* TEXT SECTION *

Banks and creditors ill served by the Bankruptcy code
Three years, several amendments later, it is clear that the functioning of the Insolvency and Bankruptcy Code (IBC), 2016 and the National Company Law Tribunal (NCLT) has been less than satisfactory
What if a company fails and becomes bankrupt? What if a borrower fails to pay back the bank? What if a home buyer fails to get either the promised home or her hard earned money? A single, unified bankruptcy code, it was felt in 2016, would make recovery faster and companies liquidated as early as possible.
But three years later, hopes have been belied. Three years, several amendments and informal, often conflicting, messages and advice from the government later, it is clear that the functioning of the Insolvency and Bankruptcy Code (IBC), 2016 and the National Company Law Tribunal (NCLT) has been less than satisfactory.
In fact, the government this week said that it would be better to settle individual and small disputes involving, say home buyers, outside the IBC and the Tribunal.

* ACTIONS TO TAKE *
1. Answer these from the bankruptcy code article:
(a) In what year was a single, unified bankruptcy code expected to make recovery faster?
(b) Which tribunal's functioning, along with that of the code, is called less than satisfactory?
(c) What did the government say this week should be done with individual and small disputes?
2. Proceed with the bankruptcy code article, starting after its final sentence.

* DATASET CONTENT *
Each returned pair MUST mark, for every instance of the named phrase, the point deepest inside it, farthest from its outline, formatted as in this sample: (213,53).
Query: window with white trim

* FINAL RESULTS *
1.
(a) 2016.
(b) The National Company Law Tribunal (NCLT).
(c) It said it would be better to settle them outside the IBC and the Tribunal.

2.
Different stakeholders are unhappy for different reasons. The Ruias of the Essar Group are upset, for example, because it was prevented by the IBC from re-acquiring Essar Steel. That is because Section 29A in IBC prevents promoters from re-acquiring their own companies at a discounted rate after mismanaging funds or siphoning them for personal use. But Essar argues that since it had bid ₹54,389 crore, higher than the successful ₹42,202 crore bid by Arcelor Mittal, its higher bid would have benefitted all stakeholders including workers. But a blanket ban on promoters and even third parties related to them from acquiring the companies which couldn’t repay their debt, it says, fails to distinguish between unscrupulous promoters and others who failed to repay debts because of genuine reasons like an economic meltdown or a crash in demand.
A public sector bank, United Bank of India, has publicly criticised the process. It referred 33 cases to NCLT’s Kolkata branch out of which just two cases were admitted.
The time limit prescribed by the IBC, 180 days in 2016 and thereafter extended first to 270 days and then to 330 days, for completing the insolvency process has been exceeded in most cases. Till June, 2019, only 120 cases had been resolved out of 2162 cases lodged by debtors. That is 13.8% of the cases resolved through the Corporate Insolvency Resolution Process (CIRP).
The huge haircuts and low recovery have also put the process under a cloud. Lenders who were owed ₹972 crore by a manufacturer of alloy wheels for cars, recovered just ₹54 crore. Similarly, Reliance Industries (RIL) and JM Financial ARC picked up the ailing Alok Industries for ₹5000 crore although Alok Industry owed lenders ₹30,000 crore. A Pune-based steel products maker was allowed to get away by lenders with a 88% haircut.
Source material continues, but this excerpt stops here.